◆ Input for this task ◆
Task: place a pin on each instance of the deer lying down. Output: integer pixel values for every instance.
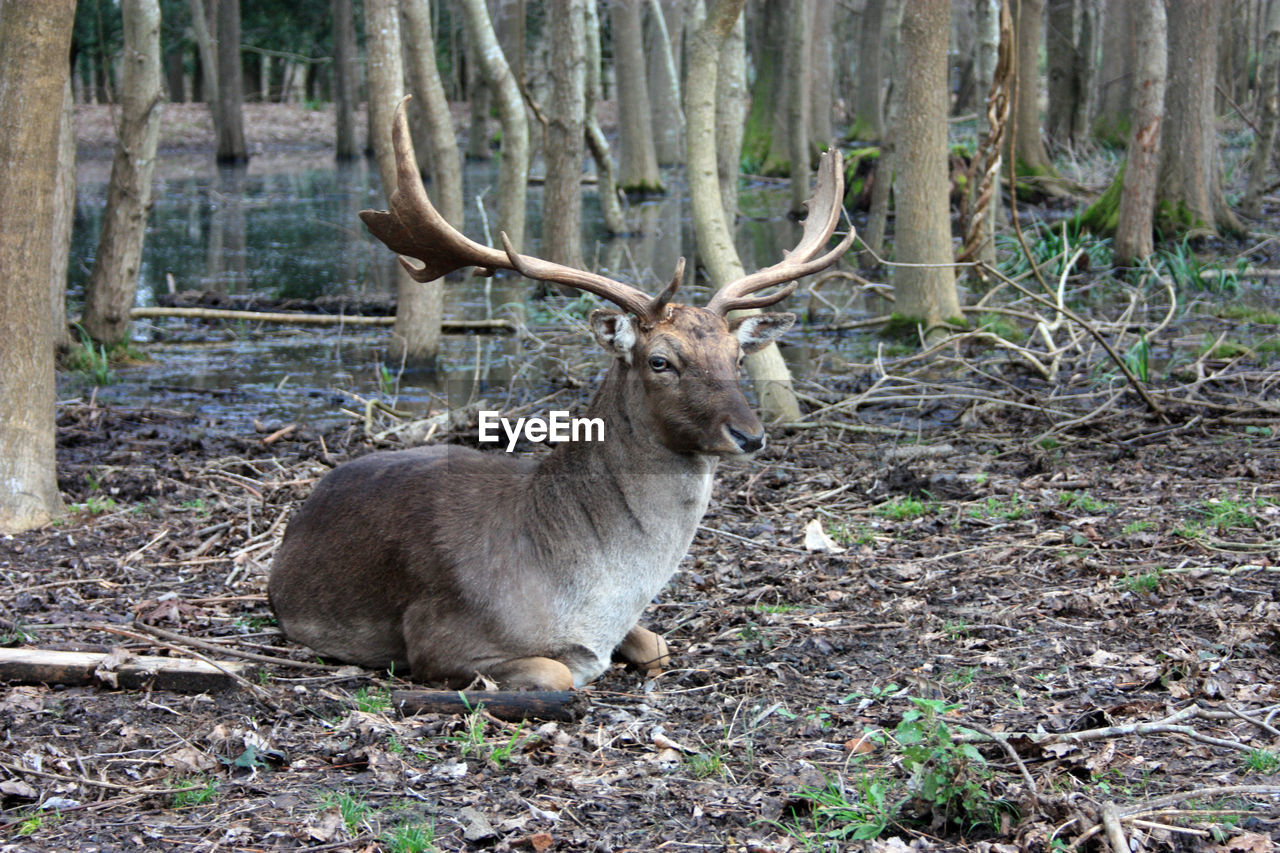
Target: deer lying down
(456, 562)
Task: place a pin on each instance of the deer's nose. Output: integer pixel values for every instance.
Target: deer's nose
(745, 442)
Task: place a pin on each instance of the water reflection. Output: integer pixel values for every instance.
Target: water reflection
(293, 232)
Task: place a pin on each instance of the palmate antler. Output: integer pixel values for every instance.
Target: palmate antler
(415, 228)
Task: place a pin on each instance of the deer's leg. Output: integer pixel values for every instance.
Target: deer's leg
(644, 649)
(531, 674)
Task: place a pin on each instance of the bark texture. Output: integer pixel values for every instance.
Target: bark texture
(924, 295)
(638, 159)
(1269, 99)
(231, 86)
(714, 237)
(114, 281)
(1136, 218)
(562, 219)
(344, 82)
(1189, 192)
(36, 37)
(513, 170)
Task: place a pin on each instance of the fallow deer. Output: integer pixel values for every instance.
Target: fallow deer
(457, 564)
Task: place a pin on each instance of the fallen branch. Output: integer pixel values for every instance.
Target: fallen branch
(448, 327)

◆ What you need to do ◆
The records are to be returned word for word, without any of their pictures.

◆ Solution for this exercise ◆
Task: place a pin on each instance of the deer lying down. Output: integer pixel values for every instance.
Target: deer lying down
(456, 562)
Task: place a pin on each instance of the deer's nose. Output: integer pixel values for every instance.
Target: deer's nose
(745, 442)
Task: place a pin on each instance of the water reflection. Output: integer pixel values for every instance.
Target: water reflection
(293, 232)
Task: place a pin on each instance of the palmate antler. Output: integer pixel values for every instance.
Target: palmate antler
(415, 228)
Task: place a pin on each instance of the deer's leg. Output: integer pixel values for every instance.
Target: deer's leg
(644, 649)
(531, 674)
Task: place a pin on each instance of the bark texture. Output: integer pixel values for every instance.
Target: bark texture
(924, 295)
(638, 159)
(1269, 99)
(231, 86)
(714, 237)
(114, 281)
(1136, 218)
(562, 219)
(344, 82)
(1189, 192)
(36, 37)
(513, 170)
Task: place a pin on each instance of the fallow deer. Output: integer pixel values for every instance.
Target: fallow deer
(457, 564)
Task: place a pin on each instance of the fallen branch. Output: integer pixel values for every instance.
Target: fallen branch
(448, 327)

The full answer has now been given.